Rewrite the stretch from the line containing "trace --target=sky --format='a" through the line containing "8L228 2L224 0ZM182", swapping "response" for "output" and leaving everything else in those lines unchanged.

Lines of data:
════════════════════

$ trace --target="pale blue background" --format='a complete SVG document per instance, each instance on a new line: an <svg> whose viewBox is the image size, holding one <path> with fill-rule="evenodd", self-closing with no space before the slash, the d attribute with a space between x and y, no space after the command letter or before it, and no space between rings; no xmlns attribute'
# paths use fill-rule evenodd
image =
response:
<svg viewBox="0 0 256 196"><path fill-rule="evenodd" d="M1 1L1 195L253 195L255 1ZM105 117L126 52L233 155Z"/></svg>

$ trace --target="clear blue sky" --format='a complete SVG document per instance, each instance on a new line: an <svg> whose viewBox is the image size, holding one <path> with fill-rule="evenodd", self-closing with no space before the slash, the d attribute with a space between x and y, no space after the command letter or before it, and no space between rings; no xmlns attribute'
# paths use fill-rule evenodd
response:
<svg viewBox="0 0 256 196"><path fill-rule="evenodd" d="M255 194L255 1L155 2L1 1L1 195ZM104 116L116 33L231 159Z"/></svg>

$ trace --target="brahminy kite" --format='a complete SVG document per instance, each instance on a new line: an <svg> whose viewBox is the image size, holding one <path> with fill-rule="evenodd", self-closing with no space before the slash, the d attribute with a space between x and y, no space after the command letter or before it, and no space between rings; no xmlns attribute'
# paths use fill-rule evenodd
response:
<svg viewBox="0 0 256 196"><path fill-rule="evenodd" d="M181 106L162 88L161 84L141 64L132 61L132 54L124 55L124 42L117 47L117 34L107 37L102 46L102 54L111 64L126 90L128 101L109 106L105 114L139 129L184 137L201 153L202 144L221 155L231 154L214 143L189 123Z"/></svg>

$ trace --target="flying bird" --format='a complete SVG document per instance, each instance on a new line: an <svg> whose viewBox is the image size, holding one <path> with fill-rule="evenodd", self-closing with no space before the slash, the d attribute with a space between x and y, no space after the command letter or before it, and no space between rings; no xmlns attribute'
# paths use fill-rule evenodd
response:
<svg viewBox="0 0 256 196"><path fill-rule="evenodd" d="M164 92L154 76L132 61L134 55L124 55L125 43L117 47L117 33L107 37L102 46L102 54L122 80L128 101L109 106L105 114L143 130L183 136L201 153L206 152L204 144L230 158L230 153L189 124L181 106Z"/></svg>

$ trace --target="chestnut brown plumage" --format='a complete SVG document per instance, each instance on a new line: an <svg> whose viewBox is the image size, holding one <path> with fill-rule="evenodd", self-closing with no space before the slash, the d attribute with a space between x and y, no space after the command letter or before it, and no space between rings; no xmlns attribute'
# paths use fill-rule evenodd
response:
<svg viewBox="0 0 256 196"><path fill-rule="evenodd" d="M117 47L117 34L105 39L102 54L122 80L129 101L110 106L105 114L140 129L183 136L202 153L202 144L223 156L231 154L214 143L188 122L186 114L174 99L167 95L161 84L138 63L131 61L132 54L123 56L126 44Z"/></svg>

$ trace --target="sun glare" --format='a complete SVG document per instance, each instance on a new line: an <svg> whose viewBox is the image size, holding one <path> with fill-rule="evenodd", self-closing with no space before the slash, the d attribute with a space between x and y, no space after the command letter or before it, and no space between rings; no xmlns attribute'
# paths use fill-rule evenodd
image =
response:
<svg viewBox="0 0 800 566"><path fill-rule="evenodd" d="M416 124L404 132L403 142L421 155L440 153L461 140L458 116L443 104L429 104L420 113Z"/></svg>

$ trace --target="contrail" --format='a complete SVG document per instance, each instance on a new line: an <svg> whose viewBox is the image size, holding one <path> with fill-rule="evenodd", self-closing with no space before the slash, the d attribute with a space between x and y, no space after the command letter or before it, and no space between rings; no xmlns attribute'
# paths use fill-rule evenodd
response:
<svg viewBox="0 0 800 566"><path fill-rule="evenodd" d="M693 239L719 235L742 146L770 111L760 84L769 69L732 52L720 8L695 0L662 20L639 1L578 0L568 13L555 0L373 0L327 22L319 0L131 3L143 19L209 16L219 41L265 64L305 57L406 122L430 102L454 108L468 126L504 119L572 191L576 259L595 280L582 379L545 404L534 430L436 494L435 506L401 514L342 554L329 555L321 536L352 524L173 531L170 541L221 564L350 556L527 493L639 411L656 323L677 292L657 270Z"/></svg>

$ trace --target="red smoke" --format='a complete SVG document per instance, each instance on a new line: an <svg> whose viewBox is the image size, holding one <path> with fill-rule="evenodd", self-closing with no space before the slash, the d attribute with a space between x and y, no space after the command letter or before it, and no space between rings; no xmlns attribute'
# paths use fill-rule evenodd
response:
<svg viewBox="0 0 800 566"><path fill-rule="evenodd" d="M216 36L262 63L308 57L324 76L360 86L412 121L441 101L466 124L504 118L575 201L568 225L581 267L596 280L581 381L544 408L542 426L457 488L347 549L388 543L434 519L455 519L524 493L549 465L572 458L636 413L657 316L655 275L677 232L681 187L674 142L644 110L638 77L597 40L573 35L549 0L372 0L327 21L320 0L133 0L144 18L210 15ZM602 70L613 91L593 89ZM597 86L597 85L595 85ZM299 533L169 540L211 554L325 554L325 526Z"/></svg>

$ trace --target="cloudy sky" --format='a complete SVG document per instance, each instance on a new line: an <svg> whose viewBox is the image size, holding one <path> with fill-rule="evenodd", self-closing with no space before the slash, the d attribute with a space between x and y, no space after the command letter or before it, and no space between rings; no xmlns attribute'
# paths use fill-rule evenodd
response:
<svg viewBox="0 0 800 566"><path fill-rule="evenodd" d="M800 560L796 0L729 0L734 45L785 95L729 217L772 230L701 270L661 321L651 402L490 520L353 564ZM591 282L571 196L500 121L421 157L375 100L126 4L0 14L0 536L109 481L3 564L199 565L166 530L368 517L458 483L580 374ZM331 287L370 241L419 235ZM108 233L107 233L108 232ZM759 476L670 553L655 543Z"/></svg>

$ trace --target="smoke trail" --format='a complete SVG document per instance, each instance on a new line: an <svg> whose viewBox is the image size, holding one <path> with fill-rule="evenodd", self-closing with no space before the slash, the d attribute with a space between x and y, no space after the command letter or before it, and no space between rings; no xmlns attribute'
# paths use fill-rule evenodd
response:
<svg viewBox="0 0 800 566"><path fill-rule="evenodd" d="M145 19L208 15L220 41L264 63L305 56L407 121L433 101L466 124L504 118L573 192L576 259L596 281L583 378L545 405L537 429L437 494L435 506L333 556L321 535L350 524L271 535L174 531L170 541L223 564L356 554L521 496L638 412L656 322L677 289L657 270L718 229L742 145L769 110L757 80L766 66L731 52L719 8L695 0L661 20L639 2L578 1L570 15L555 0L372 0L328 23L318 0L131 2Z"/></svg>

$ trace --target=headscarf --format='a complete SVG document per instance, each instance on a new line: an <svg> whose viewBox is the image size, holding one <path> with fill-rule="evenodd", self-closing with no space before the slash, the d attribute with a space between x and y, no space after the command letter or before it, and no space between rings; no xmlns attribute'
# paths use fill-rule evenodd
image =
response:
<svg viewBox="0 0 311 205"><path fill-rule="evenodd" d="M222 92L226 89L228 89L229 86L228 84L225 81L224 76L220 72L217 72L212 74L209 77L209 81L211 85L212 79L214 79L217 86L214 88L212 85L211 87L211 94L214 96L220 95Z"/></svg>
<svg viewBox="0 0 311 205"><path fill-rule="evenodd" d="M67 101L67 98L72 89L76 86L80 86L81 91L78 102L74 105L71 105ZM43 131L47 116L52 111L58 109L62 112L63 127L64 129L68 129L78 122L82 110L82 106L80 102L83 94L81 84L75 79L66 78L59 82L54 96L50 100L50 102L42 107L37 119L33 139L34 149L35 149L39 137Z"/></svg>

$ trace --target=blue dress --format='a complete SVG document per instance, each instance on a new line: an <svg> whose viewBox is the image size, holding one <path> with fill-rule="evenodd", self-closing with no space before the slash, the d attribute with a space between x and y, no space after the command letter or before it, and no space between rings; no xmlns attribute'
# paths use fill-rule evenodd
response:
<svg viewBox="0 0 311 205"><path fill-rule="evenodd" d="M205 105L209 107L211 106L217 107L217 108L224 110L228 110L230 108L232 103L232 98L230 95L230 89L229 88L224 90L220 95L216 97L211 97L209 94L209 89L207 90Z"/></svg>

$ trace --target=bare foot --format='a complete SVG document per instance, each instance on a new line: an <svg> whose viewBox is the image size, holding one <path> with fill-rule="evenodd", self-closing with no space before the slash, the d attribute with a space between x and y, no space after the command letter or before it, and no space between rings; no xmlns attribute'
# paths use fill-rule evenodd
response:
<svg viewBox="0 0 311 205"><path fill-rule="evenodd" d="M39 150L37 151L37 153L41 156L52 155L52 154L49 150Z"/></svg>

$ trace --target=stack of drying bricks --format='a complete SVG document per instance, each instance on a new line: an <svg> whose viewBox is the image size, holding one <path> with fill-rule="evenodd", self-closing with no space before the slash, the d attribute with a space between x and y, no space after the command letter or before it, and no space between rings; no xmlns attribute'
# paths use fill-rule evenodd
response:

════════════════════

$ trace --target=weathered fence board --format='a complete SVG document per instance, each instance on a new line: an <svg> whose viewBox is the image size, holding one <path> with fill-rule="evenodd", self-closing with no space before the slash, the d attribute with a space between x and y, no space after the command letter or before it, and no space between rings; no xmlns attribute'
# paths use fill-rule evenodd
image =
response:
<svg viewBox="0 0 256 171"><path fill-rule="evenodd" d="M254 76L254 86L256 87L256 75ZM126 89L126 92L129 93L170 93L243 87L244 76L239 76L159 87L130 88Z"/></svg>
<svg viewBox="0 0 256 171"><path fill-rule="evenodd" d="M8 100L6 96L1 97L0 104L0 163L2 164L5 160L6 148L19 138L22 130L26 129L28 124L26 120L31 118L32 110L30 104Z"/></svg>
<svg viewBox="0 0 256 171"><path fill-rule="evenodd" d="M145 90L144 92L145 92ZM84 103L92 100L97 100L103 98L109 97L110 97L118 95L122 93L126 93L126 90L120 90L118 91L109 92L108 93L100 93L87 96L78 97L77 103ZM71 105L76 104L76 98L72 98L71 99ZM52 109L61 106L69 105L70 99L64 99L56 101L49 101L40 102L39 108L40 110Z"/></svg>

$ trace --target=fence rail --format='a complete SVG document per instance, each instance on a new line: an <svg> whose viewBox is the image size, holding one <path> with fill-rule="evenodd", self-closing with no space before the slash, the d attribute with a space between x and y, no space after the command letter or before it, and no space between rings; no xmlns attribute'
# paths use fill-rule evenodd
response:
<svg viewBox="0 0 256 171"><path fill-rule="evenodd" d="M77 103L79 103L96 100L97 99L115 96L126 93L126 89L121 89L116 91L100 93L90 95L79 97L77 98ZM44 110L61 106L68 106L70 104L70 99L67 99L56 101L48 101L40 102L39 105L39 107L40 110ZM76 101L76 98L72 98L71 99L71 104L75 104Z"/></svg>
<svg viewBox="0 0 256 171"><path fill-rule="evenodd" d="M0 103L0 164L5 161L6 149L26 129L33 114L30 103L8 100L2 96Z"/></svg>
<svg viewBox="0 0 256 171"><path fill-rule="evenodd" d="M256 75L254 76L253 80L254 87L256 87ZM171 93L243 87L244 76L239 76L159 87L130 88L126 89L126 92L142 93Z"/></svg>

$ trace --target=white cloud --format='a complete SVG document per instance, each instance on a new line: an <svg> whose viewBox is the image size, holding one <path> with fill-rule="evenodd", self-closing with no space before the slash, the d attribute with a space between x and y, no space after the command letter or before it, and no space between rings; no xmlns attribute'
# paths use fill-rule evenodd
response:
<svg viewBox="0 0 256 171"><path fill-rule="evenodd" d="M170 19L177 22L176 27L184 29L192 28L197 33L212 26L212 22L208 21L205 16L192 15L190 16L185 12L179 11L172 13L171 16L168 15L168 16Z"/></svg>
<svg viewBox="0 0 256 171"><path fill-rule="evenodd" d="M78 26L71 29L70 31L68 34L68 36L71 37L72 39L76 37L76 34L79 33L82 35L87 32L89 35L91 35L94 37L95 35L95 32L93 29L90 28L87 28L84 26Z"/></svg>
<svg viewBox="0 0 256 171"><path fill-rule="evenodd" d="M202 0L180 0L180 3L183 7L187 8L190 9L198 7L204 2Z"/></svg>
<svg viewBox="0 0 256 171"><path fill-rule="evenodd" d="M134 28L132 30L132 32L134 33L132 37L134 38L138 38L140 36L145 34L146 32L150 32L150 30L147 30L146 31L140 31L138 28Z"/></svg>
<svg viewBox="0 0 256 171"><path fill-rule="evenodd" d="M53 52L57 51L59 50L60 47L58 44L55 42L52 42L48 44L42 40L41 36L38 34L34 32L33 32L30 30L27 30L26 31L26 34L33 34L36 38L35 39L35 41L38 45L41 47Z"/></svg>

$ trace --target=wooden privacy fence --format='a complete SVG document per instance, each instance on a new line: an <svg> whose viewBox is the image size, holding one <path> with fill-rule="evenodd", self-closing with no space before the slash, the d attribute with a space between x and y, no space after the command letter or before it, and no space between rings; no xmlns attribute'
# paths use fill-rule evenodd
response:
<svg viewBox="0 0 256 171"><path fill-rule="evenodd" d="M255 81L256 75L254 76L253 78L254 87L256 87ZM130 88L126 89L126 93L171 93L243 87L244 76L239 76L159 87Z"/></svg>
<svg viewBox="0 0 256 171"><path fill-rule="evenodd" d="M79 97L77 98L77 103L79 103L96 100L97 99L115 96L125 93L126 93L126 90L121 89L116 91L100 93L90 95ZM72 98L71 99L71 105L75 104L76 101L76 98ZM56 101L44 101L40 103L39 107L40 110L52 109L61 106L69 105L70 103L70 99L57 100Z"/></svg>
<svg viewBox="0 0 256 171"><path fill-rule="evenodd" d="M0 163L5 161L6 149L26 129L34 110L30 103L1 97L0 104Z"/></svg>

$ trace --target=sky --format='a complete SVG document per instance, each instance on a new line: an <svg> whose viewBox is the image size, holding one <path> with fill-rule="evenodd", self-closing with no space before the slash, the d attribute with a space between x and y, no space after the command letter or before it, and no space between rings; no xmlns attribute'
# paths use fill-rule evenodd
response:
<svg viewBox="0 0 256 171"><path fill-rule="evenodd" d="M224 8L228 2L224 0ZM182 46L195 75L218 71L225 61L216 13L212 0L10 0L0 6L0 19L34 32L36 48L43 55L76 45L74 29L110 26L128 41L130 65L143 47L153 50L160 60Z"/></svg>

════════════════════

• [EXPECTED OUTPUT]
$ trace --target=sky --format='a complete SVG document per instance, each instance on a new line: an <svg> whose viewBox is the image size, holding one <path> with fill-rule="evenodd", self-closing with no space before the slash, the d attribute with a space between x and y, no space after the command letter or before it, and no space between rings; no xmlns attribute'
# paths use fill-rule evenodd
output:
<svg viewBox="0 0 256 171"><path fill-rule="evenodd" d="M224 8L228 2L224 0ZM182 46L195 75L218 71L225 61L216 13L212 0L10 0L0 6L0 19L34 32L36 48L43 55L76 45L74 29L110 26L128 41L130 65L143 47L153 50L160 60Z"/></svg>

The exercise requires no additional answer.